*Brief*.
Reproduce word for word everything from the start of the records down to the line that contains "top-left (217, 220), bottom-right (1079, 647)", with both ends included.

** BEGIN Data for the task **

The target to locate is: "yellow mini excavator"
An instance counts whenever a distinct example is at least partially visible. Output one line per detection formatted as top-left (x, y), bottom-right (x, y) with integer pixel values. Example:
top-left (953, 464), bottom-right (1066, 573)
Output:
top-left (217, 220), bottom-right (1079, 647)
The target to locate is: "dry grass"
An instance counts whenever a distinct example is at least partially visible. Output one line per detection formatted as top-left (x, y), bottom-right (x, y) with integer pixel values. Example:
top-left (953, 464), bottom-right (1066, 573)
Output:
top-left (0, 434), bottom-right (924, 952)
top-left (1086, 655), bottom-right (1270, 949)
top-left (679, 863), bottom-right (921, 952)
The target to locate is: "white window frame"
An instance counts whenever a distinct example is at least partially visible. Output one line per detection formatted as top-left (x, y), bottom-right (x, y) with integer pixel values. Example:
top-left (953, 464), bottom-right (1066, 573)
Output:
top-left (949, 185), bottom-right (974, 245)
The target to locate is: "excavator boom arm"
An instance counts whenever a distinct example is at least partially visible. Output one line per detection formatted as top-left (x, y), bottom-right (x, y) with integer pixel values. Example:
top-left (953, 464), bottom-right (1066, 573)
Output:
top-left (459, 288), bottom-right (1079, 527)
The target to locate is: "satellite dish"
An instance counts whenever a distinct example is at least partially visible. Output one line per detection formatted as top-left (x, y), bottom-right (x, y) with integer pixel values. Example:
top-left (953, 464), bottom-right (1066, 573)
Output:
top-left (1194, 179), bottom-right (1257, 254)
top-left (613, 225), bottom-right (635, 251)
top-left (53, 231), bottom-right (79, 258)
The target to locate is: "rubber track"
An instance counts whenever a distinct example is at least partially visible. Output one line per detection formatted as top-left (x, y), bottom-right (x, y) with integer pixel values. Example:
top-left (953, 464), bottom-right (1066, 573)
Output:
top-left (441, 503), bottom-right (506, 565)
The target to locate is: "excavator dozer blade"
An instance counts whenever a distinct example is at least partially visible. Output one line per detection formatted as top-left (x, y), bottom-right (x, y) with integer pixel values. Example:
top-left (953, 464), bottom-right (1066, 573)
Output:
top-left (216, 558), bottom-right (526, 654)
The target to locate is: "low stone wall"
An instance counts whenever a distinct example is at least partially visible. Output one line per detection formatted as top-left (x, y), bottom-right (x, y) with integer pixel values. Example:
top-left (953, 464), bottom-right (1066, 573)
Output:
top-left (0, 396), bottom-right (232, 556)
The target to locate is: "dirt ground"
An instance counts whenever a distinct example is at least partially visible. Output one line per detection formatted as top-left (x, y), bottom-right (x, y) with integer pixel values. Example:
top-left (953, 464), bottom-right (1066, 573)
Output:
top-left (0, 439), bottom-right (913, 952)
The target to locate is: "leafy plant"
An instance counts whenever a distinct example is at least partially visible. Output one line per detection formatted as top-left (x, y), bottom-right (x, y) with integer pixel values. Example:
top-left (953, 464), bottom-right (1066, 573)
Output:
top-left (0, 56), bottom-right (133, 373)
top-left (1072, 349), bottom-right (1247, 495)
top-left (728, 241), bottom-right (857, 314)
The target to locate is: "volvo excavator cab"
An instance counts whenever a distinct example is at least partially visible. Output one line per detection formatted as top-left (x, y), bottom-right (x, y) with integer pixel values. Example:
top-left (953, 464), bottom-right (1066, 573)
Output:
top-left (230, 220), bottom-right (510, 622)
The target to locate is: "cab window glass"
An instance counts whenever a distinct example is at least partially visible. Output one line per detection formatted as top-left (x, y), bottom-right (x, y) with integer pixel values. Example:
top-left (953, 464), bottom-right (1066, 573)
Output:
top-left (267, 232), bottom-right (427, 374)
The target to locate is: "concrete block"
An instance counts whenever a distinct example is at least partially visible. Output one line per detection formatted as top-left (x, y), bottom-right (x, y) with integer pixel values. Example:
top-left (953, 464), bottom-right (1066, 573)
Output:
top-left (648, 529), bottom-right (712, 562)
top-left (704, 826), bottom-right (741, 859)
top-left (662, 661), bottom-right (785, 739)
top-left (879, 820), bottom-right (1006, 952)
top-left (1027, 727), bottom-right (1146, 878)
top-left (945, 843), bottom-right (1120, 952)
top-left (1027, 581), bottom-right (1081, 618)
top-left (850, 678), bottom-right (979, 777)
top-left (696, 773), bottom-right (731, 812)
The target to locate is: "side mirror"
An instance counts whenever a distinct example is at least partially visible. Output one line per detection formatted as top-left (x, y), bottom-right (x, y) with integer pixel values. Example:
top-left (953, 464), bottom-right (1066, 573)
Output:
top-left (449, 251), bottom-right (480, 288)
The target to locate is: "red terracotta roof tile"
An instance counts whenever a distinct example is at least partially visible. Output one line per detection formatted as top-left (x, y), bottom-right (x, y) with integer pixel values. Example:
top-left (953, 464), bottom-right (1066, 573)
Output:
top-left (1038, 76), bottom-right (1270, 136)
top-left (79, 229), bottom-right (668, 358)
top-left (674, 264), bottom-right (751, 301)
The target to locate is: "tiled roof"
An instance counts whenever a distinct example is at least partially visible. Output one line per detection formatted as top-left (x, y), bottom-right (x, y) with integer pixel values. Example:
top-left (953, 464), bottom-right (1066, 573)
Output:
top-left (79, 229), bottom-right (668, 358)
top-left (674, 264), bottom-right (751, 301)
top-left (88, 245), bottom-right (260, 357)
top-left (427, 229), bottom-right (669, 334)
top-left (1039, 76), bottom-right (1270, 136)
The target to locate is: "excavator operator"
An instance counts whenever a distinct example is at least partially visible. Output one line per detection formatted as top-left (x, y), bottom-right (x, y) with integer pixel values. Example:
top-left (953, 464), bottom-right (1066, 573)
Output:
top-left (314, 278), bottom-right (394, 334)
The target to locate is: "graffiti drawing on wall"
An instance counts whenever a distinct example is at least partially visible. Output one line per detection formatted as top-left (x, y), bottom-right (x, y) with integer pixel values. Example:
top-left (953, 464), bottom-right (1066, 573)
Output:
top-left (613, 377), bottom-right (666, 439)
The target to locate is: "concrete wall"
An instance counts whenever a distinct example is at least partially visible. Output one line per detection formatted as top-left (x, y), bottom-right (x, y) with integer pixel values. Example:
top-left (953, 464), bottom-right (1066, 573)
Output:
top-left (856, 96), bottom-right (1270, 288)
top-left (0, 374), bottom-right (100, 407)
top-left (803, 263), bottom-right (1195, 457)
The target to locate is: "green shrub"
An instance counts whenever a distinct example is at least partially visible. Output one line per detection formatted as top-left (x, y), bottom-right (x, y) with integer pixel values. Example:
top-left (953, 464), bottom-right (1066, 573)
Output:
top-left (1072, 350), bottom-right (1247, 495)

** END Data for the task **

*Reply to the task*.
The target to locate is: "yellow mini excavator"
An instance counts whenever a distinct example is at least partially visible. Output one line per detection formatted as top-left (x, y), bottom-right (x, y) with integer pixel values. Example:
top-left (953, 464), bottom-right (1066, 573)
Output:
top-left (217, 220), bottom-right (1079, 647)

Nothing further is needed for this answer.